---- Reading text
I use the following code to compute the binary representation of MD5 hashcode.
MD5 is always 128 bytes, and bin
returns a string starting with "0b". Therefore, the length of md5_bin
must always be 130, but when I run the program, it varies between 128 and 130, on different values of random_str
.
md5_bin = bin(int(hashlib.md5(random_str).hexdigest(),16))`
print len(md5_bin)
Sure, MD5 is always 128 bytes, but sometimes the first byte is a 0, and occasionally the second byte is too.
Think of it this way: the decimal string '15'
and the decimal '0015'
are both the same number 15
. When you ask Python to convert the int
15
to a string, you're going to get '15'
, not '0015
'. It has no way of knowing that you wanted 4 digits instead of 2:
>>> n = int('0015')
--------
---- Supplied data
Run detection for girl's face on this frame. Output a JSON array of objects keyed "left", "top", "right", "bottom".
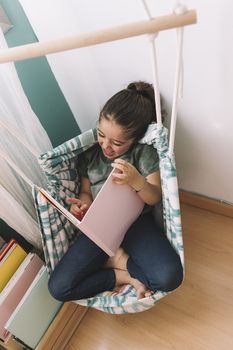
--------
• Required work:
**1)** Please list every function or method called in the line of the MD5 thread that begins "md5_bin =".
**2)** Extend the MD5 thread onward from its final line.

• Answers in order:
**1)** bin, int, hashlib.md5, hexdigest

**2)**
>>> str(n)
'15'
And it's the same with bin
. It has no way of knowing that you wanted 128 bits instead of 126. You gave it a number with 126 bits, so it gives you 126 binary digits.
But you can tell it you want that, e.g., with a format spec:
bits = format(md5_bin, '0128b')
… or, equivalently:
bits = '{:0128b}'.format(md5_bin)
If you want the 0b
prefix, you can add that:
bits = format(md5_bin, '#0128b')
bits = '{md5_bin:#0128b}'.format(md5_bin)
bits = '0b{md5_bin:0128b}'.format(md5_bin)